Who Pays for Health Care Reform?
After looking at all the health care benefits we’ll get under the Patient Protection and Affordable Care Act and the promise of reasonably priced care, no one could be blamed for thinking “this is too good to be true!” In fact, it is too good to be true. However, we’ve been told not to worry: rich people and greedy companies along with ‘savings’ will take care of it for us. Let’s “follow the money” and see who’s really paying for this.
The two industries taking the biggest direct hits are drug manufacturers and insurance companies. Drug makers are required to pay $16 billion in fees. In addition, to close the Medicare Part D doughnut hole, drug companies will be required to discount brand name drugs 50%. Health insurers have been asked to cover many more people with medical conditions not previously covered on ordinary health polices adding considerable cost to their operations. In addition, they’re responsible for $47 billion in fees.
Medical device manufacturers have also been directly hit. They must pay an excise tax of 2.9% for commonly used items such as wheelchairs, prosthetics, and syringes used by diabetics, as well as any new innovative medical device they make available to the public. Also targeted are tanning salons who must pay a 10% national sales tax for their services.
All businesses must meet payrolls, pay operating expenses, and make a profit for investors. This means the consumer must pay higher prices for drugs, insurance and medical devices to cover these mandatory expenses.
Who’s really paying these taxes? It’s us ordinary people.
Under the health care reform act, people whose incomes are 133% of the Federal Poverty Level or below, over 16 million people, will receive health coverage under an expanded state-managed Medicaid program. Initially, the federal government will subsidize the states’ expenses but this will be phased out leaving the states to cover the costs in the end.
Who’s paying for this? It’s us ordinary taxpayers.
Medicare payment rates to doctors and hospitals will be cut an additional 30% over the reduced payments they receive now for Medicare services. Currently, medical providers make up the difference between Medicare reimbursements and their real costs by charging everyone else more and this could continue. However, the American Medical Association reports that doctors have already stopped accepting new Medicare patients and the trend is accelerating as a result of the new law.
Who’s really paying for this? It’s ordinary people and the Medicare patients who can’t find doctors to treat them.

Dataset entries
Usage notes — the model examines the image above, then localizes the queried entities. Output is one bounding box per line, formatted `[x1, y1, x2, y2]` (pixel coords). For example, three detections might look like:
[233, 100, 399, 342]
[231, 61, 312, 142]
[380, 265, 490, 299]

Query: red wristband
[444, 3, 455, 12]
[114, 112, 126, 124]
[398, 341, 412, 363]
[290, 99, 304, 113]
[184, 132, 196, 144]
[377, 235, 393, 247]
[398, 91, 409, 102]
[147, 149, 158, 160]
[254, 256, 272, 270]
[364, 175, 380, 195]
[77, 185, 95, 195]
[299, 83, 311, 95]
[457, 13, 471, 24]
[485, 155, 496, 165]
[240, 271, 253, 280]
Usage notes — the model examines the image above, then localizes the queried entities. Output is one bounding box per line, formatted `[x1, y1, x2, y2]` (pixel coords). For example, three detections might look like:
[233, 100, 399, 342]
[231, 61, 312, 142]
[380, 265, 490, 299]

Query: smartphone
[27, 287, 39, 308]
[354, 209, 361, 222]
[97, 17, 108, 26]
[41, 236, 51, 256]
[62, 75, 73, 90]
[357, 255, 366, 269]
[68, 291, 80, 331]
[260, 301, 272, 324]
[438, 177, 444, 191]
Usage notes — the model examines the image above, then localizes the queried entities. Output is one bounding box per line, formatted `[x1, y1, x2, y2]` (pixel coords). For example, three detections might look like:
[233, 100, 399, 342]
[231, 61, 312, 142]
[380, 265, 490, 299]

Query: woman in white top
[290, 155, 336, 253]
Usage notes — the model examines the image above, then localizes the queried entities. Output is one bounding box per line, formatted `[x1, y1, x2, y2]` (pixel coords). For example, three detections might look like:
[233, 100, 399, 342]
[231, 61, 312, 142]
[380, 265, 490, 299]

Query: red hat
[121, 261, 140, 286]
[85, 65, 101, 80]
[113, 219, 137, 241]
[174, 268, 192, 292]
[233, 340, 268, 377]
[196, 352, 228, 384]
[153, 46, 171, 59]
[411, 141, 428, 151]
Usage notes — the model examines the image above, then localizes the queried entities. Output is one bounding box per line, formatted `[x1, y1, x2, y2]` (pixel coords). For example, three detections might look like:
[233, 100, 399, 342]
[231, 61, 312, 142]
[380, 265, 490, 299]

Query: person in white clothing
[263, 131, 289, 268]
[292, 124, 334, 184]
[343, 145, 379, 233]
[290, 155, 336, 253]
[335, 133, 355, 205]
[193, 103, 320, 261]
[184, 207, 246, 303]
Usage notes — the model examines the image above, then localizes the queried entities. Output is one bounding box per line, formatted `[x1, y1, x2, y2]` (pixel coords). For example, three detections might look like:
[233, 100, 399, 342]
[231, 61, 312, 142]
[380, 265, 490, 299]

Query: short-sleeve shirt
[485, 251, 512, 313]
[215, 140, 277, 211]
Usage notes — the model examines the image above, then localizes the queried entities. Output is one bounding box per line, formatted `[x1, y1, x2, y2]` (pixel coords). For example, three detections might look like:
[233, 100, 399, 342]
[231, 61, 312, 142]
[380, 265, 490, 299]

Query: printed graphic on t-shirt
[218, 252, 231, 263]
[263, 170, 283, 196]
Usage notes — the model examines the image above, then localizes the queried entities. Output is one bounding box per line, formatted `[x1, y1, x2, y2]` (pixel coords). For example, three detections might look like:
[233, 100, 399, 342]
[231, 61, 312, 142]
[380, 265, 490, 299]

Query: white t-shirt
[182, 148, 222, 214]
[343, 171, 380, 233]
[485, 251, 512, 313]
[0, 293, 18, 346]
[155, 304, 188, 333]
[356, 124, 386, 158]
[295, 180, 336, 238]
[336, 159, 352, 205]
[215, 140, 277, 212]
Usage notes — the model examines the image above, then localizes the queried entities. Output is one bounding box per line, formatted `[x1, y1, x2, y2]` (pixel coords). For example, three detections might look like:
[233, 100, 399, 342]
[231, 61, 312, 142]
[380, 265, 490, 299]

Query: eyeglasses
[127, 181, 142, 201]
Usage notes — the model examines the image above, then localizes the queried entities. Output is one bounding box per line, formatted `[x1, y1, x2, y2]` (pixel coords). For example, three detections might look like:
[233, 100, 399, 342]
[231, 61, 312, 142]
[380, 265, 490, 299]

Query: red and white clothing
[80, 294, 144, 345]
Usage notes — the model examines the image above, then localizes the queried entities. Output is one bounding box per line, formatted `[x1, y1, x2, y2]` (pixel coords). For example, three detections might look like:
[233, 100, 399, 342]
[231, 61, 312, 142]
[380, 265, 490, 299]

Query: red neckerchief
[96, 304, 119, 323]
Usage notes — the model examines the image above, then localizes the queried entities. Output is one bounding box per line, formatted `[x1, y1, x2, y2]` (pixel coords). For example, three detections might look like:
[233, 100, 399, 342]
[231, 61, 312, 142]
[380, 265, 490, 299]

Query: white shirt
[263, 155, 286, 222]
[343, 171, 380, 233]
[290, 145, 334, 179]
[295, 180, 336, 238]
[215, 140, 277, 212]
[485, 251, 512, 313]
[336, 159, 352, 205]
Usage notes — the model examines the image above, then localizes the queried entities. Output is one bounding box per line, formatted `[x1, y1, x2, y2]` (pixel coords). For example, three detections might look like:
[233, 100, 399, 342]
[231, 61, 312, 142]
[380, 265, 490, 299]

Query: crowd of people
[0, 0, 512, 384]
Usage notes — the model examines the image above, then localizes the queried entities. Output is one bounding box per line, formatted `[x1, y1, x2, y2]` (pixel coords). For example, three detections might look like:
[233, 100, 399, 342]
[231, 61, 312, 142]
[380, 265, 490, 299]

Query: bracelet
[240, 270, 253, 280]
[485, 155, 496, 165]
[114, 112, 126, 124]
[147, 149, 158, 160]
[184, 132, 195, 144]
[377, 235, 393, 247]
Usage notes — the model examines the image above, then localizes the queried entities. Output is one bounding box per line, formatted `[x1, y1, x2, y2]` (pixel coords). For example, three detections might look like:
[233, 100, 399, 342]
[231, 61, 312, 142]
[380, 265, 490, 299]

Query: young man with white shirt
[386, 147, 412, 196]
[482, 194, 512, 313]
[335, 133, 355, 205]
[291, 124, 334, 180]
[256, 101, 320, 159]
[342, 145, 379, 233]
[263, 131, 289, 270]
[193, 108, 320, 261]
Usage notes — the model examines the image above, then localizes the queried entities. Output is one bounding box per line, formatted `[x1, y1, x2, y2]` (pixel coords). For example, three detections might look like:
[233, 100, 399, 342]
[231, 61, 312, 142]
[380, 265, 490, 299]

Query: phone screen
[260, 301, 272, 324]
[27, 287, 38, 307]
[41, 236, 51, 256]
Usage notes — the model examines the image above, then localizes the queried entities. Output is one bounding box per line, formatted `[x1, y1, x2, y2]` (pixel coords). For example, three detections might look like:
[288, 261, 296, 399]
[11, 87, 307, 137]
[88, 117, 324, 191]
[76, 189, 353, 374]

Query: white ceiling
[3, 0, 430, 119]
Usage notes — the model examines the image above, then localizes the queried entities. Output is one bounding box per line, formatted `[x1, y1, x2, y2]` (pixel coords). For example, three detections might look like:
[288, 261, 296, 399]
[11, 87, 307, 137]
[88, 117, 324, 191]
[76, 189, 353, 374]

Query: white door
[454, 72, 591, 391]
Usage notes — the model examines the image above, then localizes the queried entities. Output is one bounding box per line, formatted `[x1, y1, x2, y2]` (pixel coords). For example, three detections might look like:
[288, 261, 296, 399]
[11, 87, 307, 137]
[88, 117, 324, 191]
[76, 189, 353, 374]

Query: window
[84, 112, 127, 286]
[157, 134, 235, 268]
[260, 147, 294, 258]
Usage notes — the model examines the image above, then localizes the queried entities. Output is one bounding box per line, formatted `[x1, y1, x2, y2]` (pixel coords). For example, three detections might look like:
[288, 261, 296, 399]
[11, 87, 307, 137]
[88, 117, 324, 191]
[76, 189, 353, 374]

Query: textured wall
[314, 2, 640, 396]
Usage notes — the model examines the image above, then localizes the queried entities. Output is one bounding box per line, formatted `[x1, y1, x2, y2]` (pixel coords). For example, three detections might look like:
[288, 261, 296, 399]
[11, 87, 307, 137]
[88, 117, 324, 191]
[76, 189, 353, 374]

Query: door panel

Exercise requirements —
Answer these questions from the health care reform article:
(a) How much in fees are drug makers required to pay?
(b) What excise tax rate must medical device manufacturers pay?
(c) By how much will Medicare payment rates to doctors and hospitals be cut?

Answer to this task —
(a) $16 billion
(b) 2.9%
(c) An additional 30% beyond the reduced payments they receive now